What you are asked to do: Would you please reproduce all the entries word for word, minus the pictures?

+++++

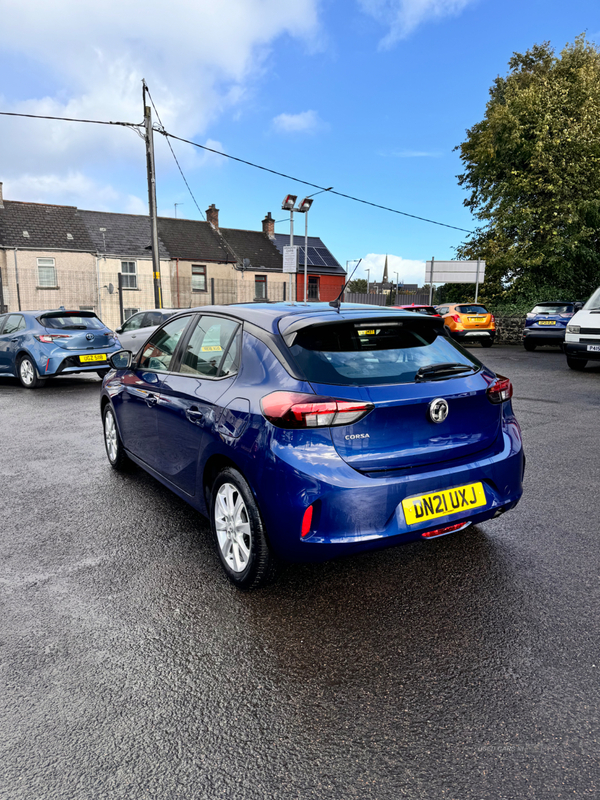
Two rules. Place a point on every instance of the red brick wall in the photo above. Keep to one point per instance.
(329, 286)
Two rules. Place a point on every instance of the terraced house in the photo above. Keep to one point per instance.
(52, 256)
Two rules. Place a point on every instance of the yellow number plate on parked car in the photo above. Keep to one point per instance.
(97, 357)
(439, 504)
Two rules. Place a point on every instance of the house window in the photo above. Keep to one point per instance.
(198, 278)
(46, 273)
(313, 287)
(129, 272)
(260, 287)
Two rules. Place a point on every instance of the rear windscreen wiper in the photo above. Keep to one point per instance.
(440, 370)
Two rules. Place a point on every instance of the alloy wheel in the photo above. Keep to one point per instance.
(232, 525)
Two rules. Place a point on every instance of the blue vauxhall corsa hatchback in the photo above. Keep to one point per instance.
(306, 432)
(36, 345)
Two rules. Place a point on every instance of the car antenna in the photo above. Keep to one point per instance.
(338, 302)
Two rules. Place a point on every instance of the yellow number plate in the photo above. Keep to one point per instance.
(97, 357)
(439, 504)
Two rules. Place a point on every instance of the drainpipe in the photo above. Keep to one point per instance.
(17, 280)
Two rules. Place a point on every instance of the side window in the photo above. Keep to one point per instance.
(14, 323)
(152, 318)
(158, 352)
(133, 323)
(213, 349)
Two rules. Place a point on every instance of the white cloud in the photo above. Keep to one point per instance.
(304, 122)
(199, 58)
(403, 16)
(409, 270)
(72, 189)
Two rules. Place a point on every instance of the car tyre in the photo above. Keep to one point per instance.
(238, 532)
(28, 374)
(577, 364)
(117, 457)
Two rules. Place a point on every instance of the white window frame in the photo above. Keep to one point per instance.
(129, 278)
(200, 275)
(47, 264)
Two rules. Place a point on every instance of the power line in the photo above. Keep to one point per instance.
(168, 136)
(313, 185)
(173, 154)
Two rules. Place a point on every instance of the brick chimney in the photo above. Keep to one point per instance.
(212, 216)
(269, 226)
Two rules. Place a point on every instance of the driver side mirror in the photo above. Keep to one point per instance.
(121, 359)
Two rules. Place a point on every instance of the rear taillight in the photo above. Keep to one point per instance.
(48, 338)
(500, 390)
(296, 410)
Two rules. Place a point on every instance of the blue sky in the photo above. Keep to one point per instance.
(367, 96)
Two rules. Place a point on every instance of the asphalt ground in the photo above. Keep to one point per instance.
(466, 667)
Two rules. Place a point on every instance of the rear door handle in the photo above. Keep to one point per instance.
(193, 414)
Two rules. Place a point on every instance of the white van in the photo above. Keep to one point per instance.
(582, 338)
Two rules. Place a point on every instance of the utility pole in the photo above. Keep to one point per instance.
(152, 198)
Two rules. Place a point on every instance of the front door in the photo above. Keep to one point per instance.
(136, 405)
(188, 408)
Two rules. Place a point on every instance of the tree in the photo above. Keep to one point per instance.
(358, 286)
(532, 167)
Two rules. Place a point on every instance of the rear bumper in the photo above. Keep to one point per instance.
(579, 350)
(353, 512)
(473, 335)
(544, 336)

+++++

Answer to this problem:
Two rules. Place a point on every instance of the red brick wall in the photo above. Keep to one point per instance.
(329, 286)
Two rules. Place a point on every instance of the terraced house in the photo above. Keep to one point per instance.
(52, 256)
Two rules. Place a point on every instance of the yellow number plate on parked car in the photo above. Keep to one point per instance.
(97, 357)
(439, 504)
Two rules. Place a point on every instance of the house window in the photo above. Keep to one point per instance.
(198, 278)
(46, 273)
(313, 287)
(129, 272)
(260, 287)
Two rules. Place a point on every instance of the rear windscreen wiper in the photo above. Keep to one point per instance.
(440, 370)
Two rules. Place a point on every instance of the alloy wheel in the photo above. Keep to one point per instance.
(232, 525)
Two rules. Place a point on every instance of the blue vauxhall corsa hatchback in the photo above. Keep to one point per instance.
(306, 432)
(36, 345)
Two rules. Place a point on every instance of the car antenna in the photo above. Keep to one point per instance.
(338, 302)
Two rules. Place a point on every instance of the yellow number plate in the photo above. Keep to one point per instance.
(97, 357)
(439, 504)
Two rules. Place a point on every instance of the drainpipe in the photo above. Keep to one point per instance.
(17, 280)
Two rules. Place a point on every instance of the side window in the photo above. Keep to one point per instance.
(14, 323)
(152, 318)
(158, 352)
(133, 323)
(213, 349)
Two rules. Place a point on every instance of the white cloud in the photo above. Keep to one point per instance.
(304, 122)
(199, 58)
(403, 16)
(409, 270)
(72, 189)
Two rules. Place a point on every instance of the car tyre in the photo above. Keep to one point per instance.
(238, 532)
(28, 374)
(577, 364)
(117, 457)
Two rules. Place a point on every instance of the white window frame in the photo above. Keep to one point per instance.
(129, 278)
(200, 275)
(47, 264)
Two rules. Place a point on every instance of the power line in the photo above. Keep to one point per instance.
(168, 136)
(313, 185)
(173, 154)
Two rules. Place a point on every instance of the brick chimney in the photo above. Keep to one point per instance.
(212, 216)
(269, 226)
Two rules. Place a point on every instance of the driver side mirror in the photo above. Keep to one point per instance.
(121, 359)
Two rules. Place a point on every instance of the rear taillight in the photo above. Keep to one point per instance.
(48, 338)
(500, 390)
(296, 410)
Two rules. Place a point on every instance of the blue sky in the photo above. Keep to one point per instance.
(367, 96)
Two rules. Place a point on every instance of the asphalt ground in the photo above. Keep to one point per instance.
(466, 667)
Two rules. Place a point on every instance of the rear door handle in the photo above. Keep to one point per instance.
(193, 414)
Two rules. Place a point on every instance of the white van in the photo above. Keep to one point per instance.
(582, 338)
Two rules. Place a point on every instance of the utility pole in the photo above. Keep to one point per instance.
(152, 198)
Two rules. Place a point on every instance of the front door in the photo above. Keep to one point per instance.
(136, 405)
(188, 408)
Two rules. Place a point on every instance of the tree in the photo above. Keep to one point per instance.
(358, 286)
(532, 167)
Two rules. Place a point on every instance of the rear bumper in the photo above. Keep to one point per instance.
(579, 350)
(353, 512)
(473, 335)
(544, 336)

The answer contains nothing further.